Photo-based referring expression data

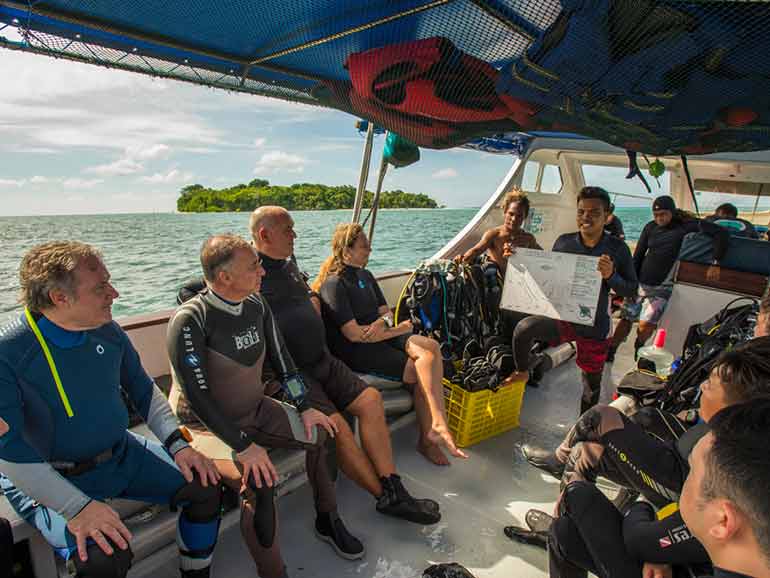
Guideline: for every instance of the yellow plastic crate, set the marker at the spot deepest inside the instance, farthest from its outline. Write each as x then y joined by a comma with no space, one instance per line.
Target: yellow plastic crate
479,415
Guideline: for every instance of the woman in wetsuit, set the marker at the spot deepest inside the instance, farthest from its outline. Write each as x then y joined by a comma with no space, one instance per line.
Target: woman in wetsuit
361,332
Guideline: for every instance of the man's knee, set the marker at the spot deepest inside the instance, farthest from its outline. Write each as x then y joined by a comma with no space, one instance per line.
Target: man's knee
594,423
201,504
368,402
100,565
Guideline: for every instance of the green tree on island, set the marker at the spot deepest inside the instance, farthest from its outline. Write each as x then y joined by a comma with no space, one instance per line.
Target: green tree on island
300,196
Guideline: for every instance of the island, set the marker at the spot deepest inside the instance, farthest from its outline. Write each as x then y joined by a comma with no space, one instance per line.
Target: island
301,196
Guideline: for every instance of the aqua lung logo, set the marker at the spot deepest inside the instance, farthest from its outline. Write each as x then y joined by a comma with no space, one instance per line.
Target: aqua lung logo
247,339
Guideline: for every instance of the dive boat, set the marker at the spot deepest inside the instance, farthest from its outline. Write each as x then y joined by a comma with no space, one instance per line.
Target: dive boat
480,73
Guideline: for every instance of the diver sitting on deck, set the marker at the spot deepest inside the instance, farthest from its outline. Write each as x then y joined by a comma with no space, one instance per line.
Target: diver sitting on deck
515,207
724,500
63,365
655,254
333,386
589,533
617,271
217,344
361,332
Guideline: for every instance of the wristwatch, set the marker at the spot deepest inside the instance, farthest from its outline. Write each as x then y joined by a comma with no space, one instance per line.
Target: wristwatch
178,440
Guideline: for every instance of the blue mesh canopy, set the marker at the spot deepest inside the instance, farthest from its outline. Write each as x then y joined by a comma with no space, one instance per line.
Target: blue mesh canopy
654,76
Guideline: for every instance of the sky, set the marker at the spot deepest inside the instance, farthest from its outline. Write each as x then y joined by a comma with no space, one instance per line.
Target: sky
76,138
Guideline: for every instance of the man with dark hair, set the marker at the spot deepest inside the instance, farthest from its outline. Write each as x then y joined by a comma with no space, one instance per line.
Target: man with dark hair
614,226
217,344
589,533
515,207
725,498
616,269
655,254
63,365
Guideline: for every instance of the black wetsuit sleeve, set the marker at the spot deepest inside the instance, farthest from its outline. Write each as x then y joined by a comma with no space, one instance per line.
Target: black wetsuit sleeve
720,235
336,297
624,280
186,341
377,290
666,541
641,248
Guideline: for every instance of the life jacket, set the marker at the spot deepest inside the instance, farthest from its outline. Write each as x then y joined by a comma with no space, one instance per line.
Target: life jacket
429,78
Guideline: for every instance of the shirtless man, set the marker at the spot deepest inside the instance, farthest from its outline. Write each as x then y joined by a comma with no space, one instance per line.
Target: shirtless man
515,211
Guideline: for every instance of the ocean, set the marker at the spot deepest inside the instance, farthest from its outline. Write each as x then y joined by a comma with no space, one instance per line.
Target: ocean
151,255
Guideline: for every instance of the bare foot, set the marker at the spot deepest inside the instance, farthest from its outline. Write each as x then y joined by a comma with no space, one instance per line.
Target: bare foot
432,453
517,376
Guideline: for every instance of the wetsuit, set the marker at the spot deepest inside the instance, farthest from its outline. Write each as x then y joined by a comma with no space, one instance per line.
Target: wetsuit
332,385
54,465
591,340
217,350
355,294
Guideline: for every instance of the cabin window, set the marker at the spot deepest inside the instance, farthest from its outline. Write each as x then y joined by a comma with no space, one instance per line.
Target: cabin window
541,178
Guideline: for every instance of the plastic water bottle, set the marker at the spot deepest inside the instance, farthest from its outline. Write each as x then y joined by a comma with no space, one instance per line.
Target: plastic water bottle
657,355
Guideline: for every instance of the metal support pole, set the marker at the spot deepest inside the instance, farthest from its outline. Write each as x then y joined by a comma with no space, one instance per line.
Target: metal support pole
376,199
364,177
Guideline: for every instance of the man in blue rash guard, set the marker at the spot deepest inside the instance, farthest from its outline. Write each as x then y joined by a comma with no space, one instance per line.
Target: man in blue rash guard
63,364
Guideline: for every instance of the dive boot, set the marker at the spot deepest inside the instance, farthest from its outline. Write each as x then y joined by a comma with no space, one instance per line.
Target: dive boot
526,536
395,501
330,529
543,460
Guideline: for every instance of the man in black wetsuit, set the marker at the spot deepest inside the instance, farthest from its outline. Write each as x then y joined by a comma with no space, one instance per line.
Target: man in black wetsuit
333,387
217,344
617,271
725,498
654,257
589,533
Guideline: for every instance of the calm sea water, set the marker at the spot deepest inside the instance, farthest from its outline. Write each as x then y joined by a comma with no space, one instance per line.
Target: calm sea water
151,255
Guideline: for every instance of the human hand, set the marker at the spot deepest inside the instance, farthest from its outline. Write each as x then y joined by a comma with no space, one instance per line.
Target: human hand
713,273
256,463
312,417
606,267
98,521
375,331
190,461
650,570
440,435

### DESCRIPTION OF THE TASK
Word for word, quote the lines above. Omit the pictures.

### RESPONSE AREA
Guideline: for every instance of the yellow plastic crate, set the marker at the spot deepest inside the instance, farthest from its outline. Write each as x then y joined by a comma with no space, one instance per line.
Target: yellow plastic crate
479,415
Guideline: for every instance of the woman in wetsuit, set the marker at the spot deepest inside the instance, farthest from its outline. Write each as x then y joined by a comma with no space, one instance per line.
Target: woman in wetsuit
361,332
Guideline: for every instance of the man's knee, set the marker at the spot deepest inside the instance, farthest from its outline. Write each as x then y joined by a comma with no space, one instance per line.
Target: man's knee
594,423
201,504
368,402
100,565
Guideline: for every instance of the green tree on island, set the marker at the spot deepest inside the instance, farthest from its outline. Write each as x then y joined by a comma with no space, one instance per line.
Target: green tree on island
300,196
Guideline: for every instance of the island, set the marker at the spot deepest inside the instance, farthest from its outline. Write each as x then y joined by a comma with no space, one instance per line.
Target: island
301,196
Guideline: for every instance of the aqua lung logo, set the marker at the spot deepest inside the instance, farthest from its outline. Write each as x then y joined by a comma with no space, one instance per line.
Target: aqua lung logo
247,339
Guideline: for every instance of the dive boat, set the marker at the spot deepest inside the instance, farthest from its outline. Write each as x then y joined by a comma with no space, one instance per line.
Target: dive boat
480,73
Guideline: for every instance of the diver sitting on deck, set the marker at the spot deepest inside the instance, farthest from its outline. Write each as x then y joined by a comma with no space, one instance per line.
Target: diver sitting on deck
515,207
724,500
63,365
655,254
333,386
589,533
617,271
217,344
361,332
Guideline: for every instance of the wristwatch, set the marker at the spot deepest inside the instance, farthest from its outline. Write each as x then y joined by a comma with no space, one instance per line.
Target: wristwatch
178,440
Guideline: for every instance of the blue mesh canopy, set the marker at the spot deepest inside the instance, farthest from its outline. Write each as x then y joined by a comma with no space, one instance per line.
Target: blue mesh canopy
654,76
Guideline: for every instance of the sky, set the marker at the spot deepest inside the instance, farthest from its outline. Write each as x then y joined by a comma with no space, one instance per line.
Target: sky
76,138
Guideline: for every instance of the man with dark hair, set the marker at the spot deepest inside the instance, farthest from its outline. Write each as x then y joined by a comma with no space, one instance per line.
Target: man with dark hair
614,226
217,344
589,533
515,207
725,498
616,269
655,254
63,365
Guideline: for every instance of the black wetsuit sleeve, set the marker at the spot deepest inside the instance, farthest from its outline. Write each as x then y joined by a comma with no space, one instance per line.
Target: black wetsuit sleeve
720,235
336,297
624,280
186,341
377,290
666,541
641,248
Guideline: for every instance of the life jacket, set the marker at the spot deepest inside the instance, farthest from its outline. Write each as x then y joined by a comma with no space, one instance per line.
Target: life jacket
429,78
Guideline: for every instance of the shirtless man, set the marker at the spot deepest inside the instance, farthest from its outline. Write each as x then y joined by a comma with no space, one instance per line.
Target: shirtless man
515,211
Guideline: for every instance of the ocean, set the marker at the spot deepest inside the instance, farthest from its outline. Write each as x then y joined by a comma with no space, one instance per line.
Target: ocean
151,255
Guideline: for every instance of the bare foot, set the marker at the spot deepest inside the instance, farthest from its outline. Write each as x then y joined by a comma with no space, one instance per line.
Target: bare foot
432,453
517,376
Guideline: for every instance of the wetsuit, set the marker at the spot deepest inside the instance, farthest from its outline. Write each as x then y joined by a comma with no space, one instance per line.
Target: wetsuit
332,385
54,465
591,340
217,350
355,294
Guideline: for every instance of the cabin window, set the marker at the spot deepest inside the instance, farthest from its outline. Write each as x then y joined by a comma with no space, one instance per line.
Target: cabin window
541,178
Guideline: for every instance of the plastic water bottle, set the marker at the spot deepest inside the instance, farthest from its outline. Write each as x then y joined by a comma with no space, one instance per line.
Target: plastic water bottle
657,355
Guideline: for every instance of the metal support pole, set the marker at the spot deepest inside the instance, farthest from its outline. Write each as x then y joined by a comma with no space, one instance per line.
Target: metal support pole
376,199
364,177
Guideline: for every instance of the man in blue rash guard, set the marker at the spot deepest inside the instance, farthest from its outline. Write each as x then y joined by a comma with no space, one instance per line.
Target: man in blue rash guard
63,364
Guideline: for every instance of the dive boot, set the marker at the spot deepest inside the instance, farthest from its outline. Write each as x then y joined by a comma with no space, one instance per line.
Target: dive boot
526,536
395,501
330,529
543,460
Guideline: for every instance of the man in black wetsuit, set the marker at the spot deepest inside the instance, farthest from its outline. Write each as x then y joined by a comma with no space, one instance per line.
Target: man in black wetsuit
333,387
217,344
617,271
725,498
654,257
589,533
Guideline: for every instance of the calm sea water, set the marker at the spot deepest inside the instance, farthest from its outline. Write each as x then y joined by a comma with no space, one instance per line.
Target: calm sea water
151,255
Guideline: for every instance of the human hand, set the marker at the spot deepest inside the instance, farthest from its outline. Write each as x then y joined by a comma with no space, one instance per line.
Target: human hand
713,273
256,463
312,417
606,267
98,521
375,331
190,461
650,570
440,435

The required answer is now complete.